■ Records supplied:

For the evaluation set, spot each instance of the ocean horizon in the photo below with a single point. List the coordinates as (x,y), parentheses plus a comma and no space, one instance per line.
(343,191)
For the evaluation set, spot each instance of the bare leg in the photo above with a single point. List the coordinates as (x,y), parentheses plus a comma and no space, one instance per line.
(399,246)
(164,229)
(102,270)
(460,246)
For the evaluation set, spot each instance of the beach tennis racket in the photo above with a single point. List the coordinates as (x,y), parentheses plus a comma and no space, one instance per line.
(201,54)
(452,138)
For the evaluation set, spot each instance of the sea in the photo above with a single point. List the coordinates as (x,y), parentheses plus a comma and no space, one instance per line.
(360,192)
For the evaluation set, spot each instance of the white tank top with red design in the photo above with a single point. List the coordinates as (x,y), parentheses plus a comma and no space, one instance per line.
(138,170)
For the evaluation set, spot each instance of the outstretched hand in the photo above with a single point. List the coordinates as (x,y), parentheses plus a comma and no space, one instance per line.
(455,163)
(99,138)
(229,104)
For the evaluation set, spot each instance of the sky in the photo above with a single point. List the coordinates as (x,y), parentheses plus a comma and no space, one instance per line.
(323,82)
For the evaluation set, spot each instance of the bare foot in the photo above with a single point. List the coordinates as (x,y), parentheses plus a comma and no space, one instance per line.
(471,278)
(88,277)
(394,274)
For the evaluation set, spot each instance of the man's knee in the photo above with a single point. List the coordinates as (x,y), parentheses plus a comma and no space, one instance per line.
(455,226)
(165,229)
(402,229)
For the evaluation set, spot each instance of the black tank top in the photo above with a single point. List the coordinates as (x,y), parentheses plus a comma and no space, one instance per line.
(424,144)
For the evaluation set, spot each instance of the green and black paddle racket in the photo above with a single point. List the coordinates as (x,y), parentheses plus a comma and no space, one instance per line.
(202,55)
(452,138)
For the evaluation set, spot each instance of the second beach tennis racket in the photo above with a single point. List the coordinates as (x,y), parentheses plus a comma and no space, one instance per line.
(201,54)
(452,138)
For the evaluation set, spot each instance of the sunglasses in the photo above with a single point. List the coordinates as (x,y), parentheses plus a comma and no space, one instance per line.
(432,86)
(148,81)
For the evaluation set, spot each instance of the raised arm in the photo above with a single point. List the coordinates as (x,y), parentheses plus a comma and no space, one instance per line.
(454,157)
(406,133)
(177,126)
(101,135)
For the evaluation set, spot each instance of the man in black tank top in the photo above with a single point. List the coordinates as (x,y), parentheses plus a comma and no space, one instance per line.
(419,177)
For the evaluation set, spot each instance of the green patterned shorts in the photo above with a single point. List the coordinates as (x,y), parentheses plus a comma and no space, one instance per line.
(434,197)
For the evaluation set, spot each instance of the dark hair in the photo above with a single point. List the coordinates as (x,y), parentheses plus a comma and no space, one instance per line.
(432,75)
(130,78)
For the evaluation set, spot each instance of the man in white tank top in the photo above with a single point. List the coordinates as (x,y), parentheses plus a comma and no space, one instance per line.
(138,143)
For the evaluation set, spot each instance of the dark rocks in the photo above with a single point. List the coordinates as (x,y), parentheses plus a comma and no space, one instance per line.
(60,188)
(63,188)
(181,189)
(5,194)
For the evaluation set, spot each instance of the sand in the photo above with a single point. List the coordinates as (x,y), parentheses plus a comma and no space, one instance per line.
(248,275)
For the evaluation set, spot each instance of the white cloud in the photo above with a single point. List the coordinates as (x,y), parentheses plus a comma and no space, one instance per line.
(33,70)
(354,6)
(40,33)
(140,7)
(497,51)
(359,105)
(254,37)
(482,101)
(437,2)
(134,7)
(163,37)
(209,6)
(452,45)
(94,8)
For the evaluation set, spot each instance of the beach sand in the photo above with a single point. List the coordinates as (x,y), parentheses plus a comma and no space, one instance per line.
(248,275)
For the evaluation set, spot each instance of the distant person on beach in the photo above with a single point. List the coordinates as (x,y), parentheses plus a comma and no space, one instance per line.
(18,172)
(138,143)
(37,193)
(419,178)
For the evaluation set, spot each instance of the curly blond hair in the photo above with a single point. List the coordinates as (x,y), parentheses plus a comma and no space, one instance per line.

■ What to work on: Reproduce the full listing above verbatim, keeping every line in its original order.

■ Written solution:
For the evaluation set, spot each instance of the ocean horizon in the photo below with a single point. List the coordinates as (x,y), parentheses plus a comma and no space, one instance per line.
(343,191)
For the evaluation set, spot each instance of the bare leg in the photo above with a single point. List the coordinates as (x,y), parentheses plus a comma and no space, one instance per line.
(399,246)
(164,229)
(102,270)
(460,246)
For the evaluation set, spot each instance of the beach tennis racket in the photo above with a single point. List the coordinates as (x,y), parentheses plus a comma and no space, one instance per line.
(201,54)
(452,138)
For the evaluation set, spot each instance of the sea in the photo above with a single point. List the coordinates as (x,y), parentheses plus a comma and no space, one instance per line.
(360,192)
For the evaluation set, spot each instance of the white tank top with red design in the photo above with a single point. List the coordinates as (x,y), parentheses plus a comma and no space, one instance per line.
(138,170)
For the evaluation set, spot each instance of the outstretched hand in the photo above with a single point. List the coordinates as (x,y), parentheses plus a comma and no space, one instance per line.
(455,163)
(99,138)
(229,104)
For the evaluation set, spot each instance of the sky in the photo above with a single point. List the coordinates as (x,y), parentheses plus a comma and no space, one instance per line.
(323,82)
For the evaluation set, spot each instance of the bare foot in the photo above with a single point. List the coordinates as (x,y), parentheses plus a comma and no space, one instance per line.
(471,278)
(88,277)
(394,274)
For the evaluation set, spot each instance of the man's knee in the photo above with a single point. List the coordinates as (x,y), parentheses plus a comma and no space, one instance per line.
(455,226)
(165,229)
(402,229)
For the evaluation set, spot each instance of the black tank top in the photo above with a single point. List the coordinates as (x,y), parentheses plus a comma and no space, one instance per line.
(424,144)
For the evaluation set, spot each instance of the green and black paddle racket in the photo above with a single point. List the coordinates as (x,y), parentheses plus a comma and no space, one instance per line.
(202,55)
(452,138)
For the evaluation set, spot each instance of the second beach tennis racket in the photo above with a single point. List the coordinates as (x,y), parentheses plus a comma and no space, one instance per line.
(201,54)
(452,138)
For the evaluation set, spot each instance of the sunglasses in the photo above with a single point. List the coordinates as (x,y), parentheses plus a comma and no space, one instance per line.
(432,86)
(148,81)
For the evaluation set, spot each instance of the raised arm in the photo above with a single point. List the coordinates as (x,y), parentheses plus a comma and no space, one instance per line.
(454,157)
(406,133)
(177,126)
(101,135)
For the evaluation set, spot each instance of the man in black tank top in the photo above with a single point. List the coordinates as (x,y), parentheses plus a comma and no space, one instance per line.
(419,177)
For the evaluation set, spot each instance of the green patterned shorts in the photo above with a single point. List the coordinates as (x,y), parentheses plus a comma and no space, one instance per line.
(434,197)
For the evaluation set, spot each instance of the dark hair in the photo above with a single point. List the coordinates as (x,y), parentheses plus a comma and no space, one instance per line.
(432,75)
(130,78)
For the evaluation set, spot each instance of the man in white tank top in the photo above with a single point. List the coordinates as (x,y), parentheses plus a comma and no space, one instance per line.
(138,143)
For the evaluation set, spot each instance of the dark rocks in the photo above with a single point. List the coordinates as (x,y), parentheses plus a comma and no space, one instance per line.
(60,188)
(63,188)
(181,189)
(5,194)
For the evaluation set, spot each instance of the sand in the photo above with a single point. List the coordinates as (x,y), parentheses plus a comma and no space, one instance per line.
(248,275)
For the evaluation set, spot each instance of the white cloud in the photo above with a single point. List the coordinates as (x,y), parentheses plus a comma and no space, one instance per line.
(33,70)
(354,6)
(40,33)
(140,7)
(497,51)
(359,105)
(254,37)
(482,101)
(437,2)
(134,7)
(163,37)
(209,6)
(452,45)
(94,8)
For the evaluation set, spot each instance of the beach sand in the photo above with a single point. List the coordinates as (x,y), parentheses plus a comma and no space, one instance per line.
(248,275)
For the evaluation set, spot each instance of the distant person on beach in the photo above with a single point. List the coordinates as (x,y), parentheses plus a comma and no space, one instance per line.
(18,172)
(138,143)
(37,193)
(419,178)
For the evaluation set, spot each instance of the curly blond hair in the photo above with a single point. List the coordinates as (x,y), parentheses plus a comma and no space, one instance per line.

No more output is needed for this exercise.